**Text segment:**
◇ ◇ ◇ ◇ ◇ ◇ ◇

Oxford considers options for funding, staffing shortfalls within fire department

57% of calls are false alarms, putting unnecessary strain on the department.

A call came to the Oxford Fire Department in January from an Oxford Twp. mobile home park. Firefighter/paramedic Sarah Hundall, her partner and the shift commander all sprung into action.

Arriving on the scene, the three discovered a trailer enveloped in fire.

But the crew only had three people — not enough to operate the fire engine. On an engine team, the driver pumps water, and another runs the officer seat. That leaves one person to perform a solo rescue.

“That is not enough to have a proper fire response,” she said. Most departments have officers riding in the back of the fire truck as well.

In this case, two people in the trailer park had already rescued the woman inside, but it could have been different.

“If they hadn’t pulled her out, she probably would’ve died,” said Oxford Fire Captain Chris Johns.

This is the reality of working as a firefighter in Oxford, fire officials say. The crew was short-staffed with nine full-time firefighter/paramedics. Two have left, leaving only seven full-time members to handle an area over 50 miles. The department had about 3,000 calls in 2021.

◇ ◇ ◇ ◇ ◇ ◇ ◇

**Entries:**

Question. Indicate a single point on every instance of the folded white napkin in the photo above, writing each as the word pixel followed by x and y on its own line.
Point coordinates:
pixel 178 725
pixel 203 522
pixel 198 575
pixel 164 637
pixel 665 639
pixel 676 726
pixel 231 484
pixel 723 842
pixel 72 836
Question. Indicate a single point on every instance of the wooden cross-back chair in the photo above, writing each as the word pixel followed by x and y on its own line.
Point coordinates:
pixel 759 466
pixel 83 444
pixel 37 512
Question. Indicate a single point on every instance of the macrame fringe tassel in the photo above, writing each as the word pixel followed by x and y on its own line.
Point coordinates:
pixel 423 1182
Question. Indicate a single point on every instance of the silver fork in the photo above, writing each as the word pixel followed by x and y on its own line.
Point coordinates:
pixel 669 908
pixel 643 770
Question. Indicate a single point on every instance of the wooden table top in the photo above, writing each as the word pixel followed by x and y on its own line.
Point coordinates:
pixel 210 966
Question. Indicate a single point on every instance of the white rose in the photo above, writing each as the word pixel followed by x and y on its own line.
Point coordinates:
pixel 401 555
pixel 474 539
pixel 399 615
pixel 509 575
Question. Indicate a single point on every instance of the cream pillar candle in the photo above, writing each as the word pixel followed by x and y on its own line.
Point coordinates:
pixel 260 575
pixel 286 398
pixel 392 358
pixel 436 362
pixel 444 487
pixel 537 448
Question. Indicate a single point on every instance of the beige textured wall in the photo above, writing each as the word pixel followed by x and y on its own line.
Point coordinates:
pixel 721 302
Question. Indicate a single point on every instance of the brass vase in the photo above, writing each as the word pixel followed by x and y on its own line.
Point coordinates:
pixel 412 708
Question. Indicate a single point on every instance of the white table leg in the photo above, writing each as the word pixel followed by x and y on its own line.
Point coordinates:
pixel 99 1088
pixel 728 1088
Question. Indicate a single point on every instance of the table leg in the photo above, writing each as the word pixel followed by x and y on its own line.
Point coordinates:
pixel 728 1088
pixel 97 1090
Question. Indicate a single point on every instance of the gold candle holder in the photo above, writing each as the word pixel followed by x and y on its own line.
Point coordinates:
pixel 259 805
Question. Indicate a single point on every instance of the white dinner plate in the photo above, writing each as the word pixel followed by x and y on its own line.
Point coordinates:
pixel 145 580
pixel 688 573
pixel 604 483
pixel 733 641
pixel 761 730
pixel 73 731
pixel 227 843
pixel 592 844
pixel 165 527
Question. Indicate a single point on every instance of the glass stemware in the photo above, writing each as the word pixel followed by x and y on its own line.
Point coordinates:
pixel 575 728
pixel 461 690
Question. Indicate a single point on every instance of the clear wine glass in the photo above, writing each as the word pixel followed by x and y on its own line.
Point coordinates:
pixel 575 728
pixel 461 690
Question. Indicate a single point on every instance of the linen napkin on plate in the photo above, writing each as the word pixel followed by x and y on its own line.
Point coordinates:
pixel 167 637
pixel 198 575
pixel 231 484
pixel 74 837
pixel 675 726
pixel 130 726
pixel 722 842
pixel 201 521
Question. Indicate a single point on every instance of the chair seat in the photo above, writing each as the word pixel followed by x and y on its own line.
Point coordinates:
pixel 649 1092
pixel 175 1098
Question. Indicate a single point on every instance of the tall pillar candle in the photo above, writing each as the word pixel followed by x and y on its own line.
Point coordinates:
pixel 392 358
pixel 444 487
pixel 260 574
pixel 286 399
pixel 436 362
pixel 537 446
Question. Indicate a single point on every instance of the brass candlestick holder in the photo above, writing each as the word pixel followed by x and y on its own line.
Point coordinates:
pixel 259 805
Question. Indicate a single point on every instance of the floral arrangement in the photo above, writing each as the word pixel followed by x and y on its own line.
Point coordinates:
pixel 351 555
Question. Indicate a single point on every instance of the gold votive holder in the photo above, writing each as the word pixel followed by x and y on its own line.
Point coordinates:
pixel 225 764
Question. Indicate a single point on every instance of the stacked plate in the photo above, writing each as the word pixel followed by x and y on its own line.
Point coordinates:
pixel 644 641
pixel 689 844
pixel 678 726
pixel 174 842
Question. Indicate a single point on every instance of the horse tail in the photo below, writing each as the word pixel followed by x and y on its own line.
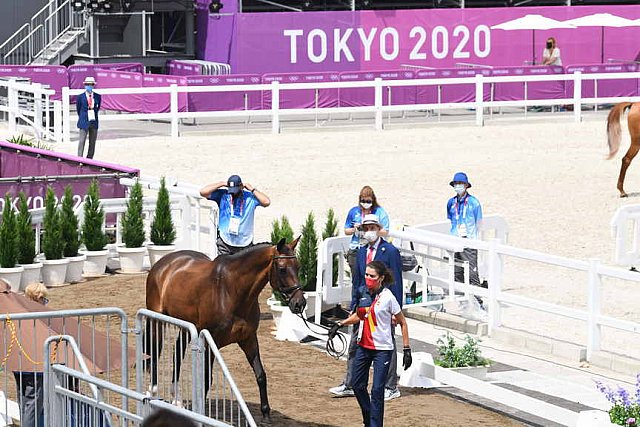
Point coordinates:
pixel 613 127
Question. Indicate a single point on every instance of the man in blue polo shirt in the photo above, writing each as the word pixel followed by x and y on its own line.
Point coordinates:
pixel 236 206
pixel 465 213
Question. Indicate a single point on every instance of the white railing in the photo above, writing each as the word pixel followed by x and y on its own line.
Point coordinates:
pixel 625 226
pixel 496 298
pixel 31 103
pixel 378 109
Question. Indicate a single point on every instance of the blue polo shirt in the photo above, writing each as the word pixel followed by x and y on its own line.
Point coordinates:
pixel 355 217
pixel 466 211
pixel 243 209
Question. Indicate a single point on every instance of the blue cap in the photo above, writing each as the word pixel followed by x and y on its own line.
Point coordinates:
pixel 234 184
pixel 460 177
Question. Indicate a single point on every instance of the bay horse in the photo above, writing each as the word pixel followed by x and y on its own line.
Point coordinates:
pixel 222 296
pixel 614 132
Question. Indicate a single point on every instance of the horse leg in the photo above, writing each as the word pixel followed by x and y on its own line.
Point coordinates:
pixel 152 348
pixel 252 352
pixel 626 161
pixel 178 354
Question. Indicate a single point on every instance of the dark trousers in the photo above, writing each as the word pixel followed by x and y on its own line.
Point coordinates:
pixel 93 135
pixel 30 394
pixel 372 407
pixel 391 381
pixel 470 255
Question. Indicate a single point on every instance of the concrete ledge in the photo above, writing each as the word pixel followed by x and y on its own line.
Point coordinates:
pixel 539 344
pixel 615 362
pixel 447 320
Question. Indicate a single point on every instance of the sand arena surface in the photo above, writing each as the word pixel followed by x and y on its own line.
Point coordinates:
pixel 548 179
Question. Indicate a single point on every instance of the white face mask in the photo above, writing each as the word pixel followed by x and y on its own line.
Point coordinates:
pixel 459 189
pixel 371 236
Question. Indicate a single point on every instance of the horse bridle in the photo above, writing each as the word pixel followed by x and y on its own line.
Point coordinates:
pixel 287 293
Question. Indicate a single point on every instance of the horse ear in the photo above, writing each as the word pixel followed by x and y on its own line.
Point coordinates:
pixel 294 243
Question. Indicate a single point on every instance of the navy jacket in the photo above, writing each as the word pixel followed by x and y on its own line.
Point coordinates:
pixel 82 107
pixel 390 256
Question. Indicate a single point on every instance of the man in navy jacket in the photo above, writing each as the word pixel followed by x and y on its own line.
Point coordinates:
pixel 377 249
pixel 87 106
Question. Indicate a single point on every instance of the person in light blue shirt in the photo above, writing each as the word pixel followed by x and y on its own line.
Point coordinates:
pixel 236 207
pixel 465 213
pixel 368 204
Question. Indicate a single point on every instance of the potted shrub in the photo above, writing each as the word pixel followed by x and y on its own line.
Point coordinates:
pixel 71 238
pixel 132 254
pixel 466 359
pixel 93 235
pixel 163 231
pixel 26 244
pixel 9 247
pixel 54 266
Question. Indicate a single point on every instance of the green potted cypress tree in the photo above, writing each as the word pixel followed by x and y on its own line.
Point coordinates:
pixel 133 236
pixel 9 246
pixel 26 244
pixel 163 231
pixel 54 266
pixel 71 237
pixel 93 235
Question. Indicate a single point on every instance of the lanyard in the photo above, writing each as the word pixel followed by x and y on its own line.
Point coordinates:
pixel 231 211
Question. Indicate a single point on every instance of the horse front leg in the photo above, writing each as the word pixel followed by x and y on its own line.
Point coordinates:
pixel 252 352
pixel 626 161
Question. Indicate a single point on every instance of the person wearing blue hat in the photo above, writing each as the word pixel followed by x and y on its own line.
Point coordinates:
pixel 465 213
pixel 237 203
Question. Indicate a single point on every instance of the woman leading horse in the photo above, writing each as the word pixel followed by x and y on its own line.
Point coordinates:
pixel 614 135
pixel 222 296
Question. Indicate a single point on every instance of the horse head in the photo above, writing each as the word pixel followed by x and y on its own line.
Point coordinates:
pixel 284 275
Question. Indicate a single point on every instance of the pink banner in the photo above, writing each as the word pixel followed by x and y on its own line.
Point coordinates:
pixel 223 101
pixel 55 77
pixel 302 98
pixel 161 102
pixel 291 42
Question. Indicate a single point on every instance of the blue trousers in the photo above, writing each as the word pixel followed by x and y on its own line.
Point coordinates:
pixel 372 407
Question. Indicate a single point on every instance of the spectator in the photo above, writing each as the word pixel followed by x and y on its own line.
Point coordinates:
pixel 236 206
pixel 367 204
pixel 465 213
pixel 87 106
pixel 166 418
pixel 379 250
pixel 551 53
pixel 376 344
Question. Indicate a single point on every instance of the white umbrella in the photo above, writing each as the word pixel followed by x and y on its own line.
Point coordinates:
pixel 602 20
pixel 532 22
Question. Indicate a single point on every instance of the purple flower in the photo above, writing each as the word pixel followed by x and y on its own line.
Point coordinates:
pixel 623 397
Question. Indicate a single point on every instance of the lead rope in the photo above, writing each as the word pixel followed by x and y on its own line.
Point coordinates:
pixel 330 346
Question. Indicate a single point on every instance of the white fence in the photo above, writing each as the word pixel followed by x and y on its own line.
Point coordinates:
pixel 493 253
pixel 30 103
pixel 378 109
pixel 625 226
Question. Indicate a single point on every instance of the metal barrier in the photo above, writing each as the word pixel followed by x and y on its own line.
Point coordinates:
pixel 74 397
pixel 160 374
pixel 101 335
pixel 224 399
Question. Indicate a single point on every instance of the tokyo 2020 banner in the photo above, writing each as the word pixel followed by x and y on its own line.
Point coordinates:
pixel 375 40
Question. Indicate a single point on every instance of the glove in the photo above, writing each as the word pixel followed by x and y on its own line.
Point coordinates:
pixel 334 330
pixel 407 359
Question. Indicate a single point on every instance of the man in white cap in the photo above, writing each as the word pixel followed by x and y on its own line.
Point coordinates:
pixel 236 206
pixel 87 106
pixel 376 249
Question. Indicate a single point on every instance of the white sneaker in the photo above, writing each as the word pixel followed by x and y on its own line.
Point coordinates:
pixel 390 394
pixel 342 391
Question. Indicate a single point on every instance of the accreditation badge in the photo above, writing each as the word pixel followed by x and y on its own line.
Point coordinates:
pixel 234 225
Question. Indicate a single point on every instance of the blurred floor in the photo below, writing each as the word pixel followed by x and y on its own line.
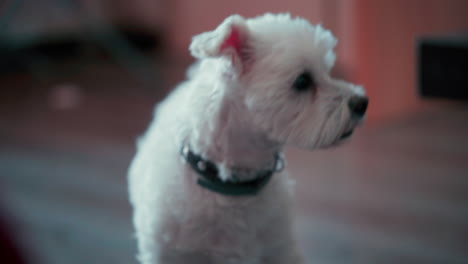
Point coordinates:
pixel 397 193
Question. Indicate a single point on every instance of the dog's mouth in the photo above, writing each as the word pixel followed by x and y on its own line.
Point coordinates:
pixel 346 134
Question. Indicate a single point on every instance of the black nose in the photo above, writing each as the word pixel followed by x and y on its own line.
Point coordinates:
pixel 358 105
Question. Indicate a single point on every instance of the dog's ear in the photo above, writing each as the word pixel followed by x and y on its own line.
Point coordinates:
pixel 228 39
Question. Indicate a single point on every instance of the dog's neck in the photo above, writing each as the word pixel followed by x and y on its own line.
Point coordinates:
pixel 230 139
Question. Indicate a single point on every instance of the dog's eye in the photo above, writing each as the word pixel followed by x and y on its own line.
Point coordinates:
pixel 304 82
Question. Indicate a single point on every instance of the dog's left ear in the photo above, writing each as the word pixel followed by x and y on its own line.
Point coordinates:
pixel 228 39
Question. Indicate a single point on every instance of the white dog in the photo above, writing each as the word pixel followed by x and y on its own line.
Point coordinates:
pixel 207 184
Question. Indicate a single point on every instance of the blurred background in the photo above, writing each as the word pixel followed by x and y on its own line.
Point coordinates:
pixel 79 79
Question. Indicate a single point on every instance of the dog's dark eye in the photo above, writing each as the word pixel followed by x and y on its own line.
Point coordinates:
pixel 304 82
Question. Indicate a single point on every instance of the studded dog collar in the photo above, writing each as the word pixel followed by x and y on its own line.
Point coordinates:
pixel 209 176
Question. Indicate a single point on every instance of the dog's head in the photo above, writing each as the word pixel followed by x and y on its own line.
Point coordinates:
pixel 280 68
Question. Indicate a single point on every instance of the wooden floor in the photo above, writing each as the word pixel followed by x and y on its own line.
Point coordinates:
pixel 398 193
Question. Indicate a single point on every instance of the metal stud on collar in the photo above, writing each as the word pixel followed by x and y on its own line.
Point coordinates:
pixel 201 165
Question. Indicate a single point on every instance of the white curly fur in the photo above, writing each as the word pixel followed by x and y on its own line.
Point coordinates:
pixel 237 109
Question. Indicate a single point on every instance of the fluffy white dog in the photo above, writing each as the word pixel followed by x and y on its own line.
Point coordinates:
pixel 207 184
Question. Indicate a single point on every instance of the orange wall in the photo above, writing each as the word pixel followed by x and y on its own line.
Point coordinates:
pixel 385 47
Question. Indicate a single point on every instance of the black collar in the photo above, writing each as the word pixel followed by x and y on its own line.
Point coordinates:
pixel 210 176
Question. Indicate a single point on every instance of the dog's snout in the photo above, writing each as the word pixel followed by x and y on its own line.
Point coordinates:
pixel 358 105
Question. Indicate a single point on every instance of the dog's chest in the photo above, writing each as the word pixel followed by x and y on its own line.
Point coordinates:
pixel 218 227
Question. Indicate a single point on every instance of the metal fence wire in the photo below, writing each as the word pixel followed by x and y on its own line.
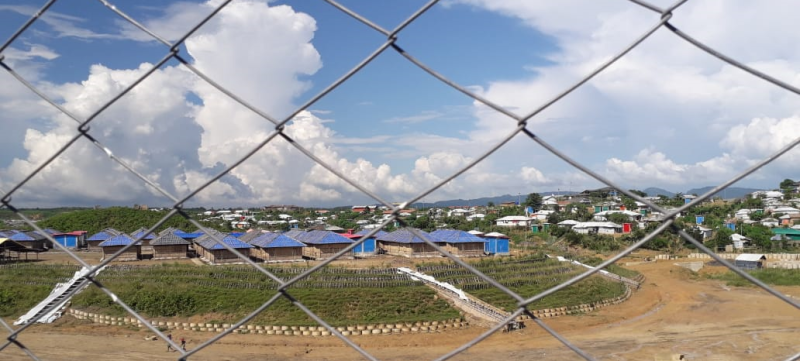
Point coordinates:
pixel 172 51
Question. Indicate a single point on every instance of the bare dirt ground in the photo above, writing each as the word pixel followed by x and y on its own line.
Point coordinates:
pixel 672 313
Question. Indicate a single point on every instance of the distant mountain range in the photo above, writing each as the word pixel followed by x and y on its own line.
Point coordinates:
pixel 484 200
pixel 727 193
pixel 732 192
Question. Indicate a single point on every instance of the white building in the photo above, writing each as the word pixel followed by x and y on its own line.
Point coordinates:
pixel 477 216
pixel 739 240
pixel 786 210
pixel 514 221
pixel 542 214
pixel 458 212
pixel 603 216
pixel 706 232
pixel 597 228
pixel 769 222
pixel 568 223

◇ ◇ ◇ ◇ ◇ ◇ ◇

**Requests:**
A – According to the Oxford fire department article, what percentage of calls are false alarms?
B – Reproduce verbatim the passage of the Oxford fire department article starting at "Arriving on the" and ending at "have been different.".
C – Continue the Oxford fire department article from the point at which it stops.
The records are separate material from the Oxford fire department article.

**Responses in order:**
A – 57% of calls are false alarms.

B –
Arriving on the scene, the three discovered a trailer enveloped in fire.

But the crew only had three people — not enough to operate the fire engine. On an engine team, the driver pumps water, and another runs the officer seat. That leaves one person to perform a solo rescue.

“That is not enough to have a proper fire response,” she said. Most departments have officers riding in the back of the fire truck as well.

In this case, two people in the trailer park had already rescued the woman inside, but it could have been different.

C –
“We don’t have enough people to protect the city, let alone a city and a university,” said Hundall.

Johns said the station is so short-staffed that every employee present must respond to every call. This makes responding to multiple calls impossible.

“If we’re out working on a cardiac arrest, and a house fire comes in, we don’t have anybody to go to it,” said Johns. “It’s kind of scary.”

OFD employs additional part-time and volunteer responders, but it’s still a far cry from what they need, Johns said.

Working long hours and overtime can potentially lead to mistakes being made out on call. The EMS responders already work 12-hour shifts and are often up for days at a time, Hundall said.

“They want us on our ‘A’ game,” said Hundall. “They don’t want us on our last leg.”

A mistake in normal jobs can usually be fixed easily. A mistake as a firefighter could be life or death.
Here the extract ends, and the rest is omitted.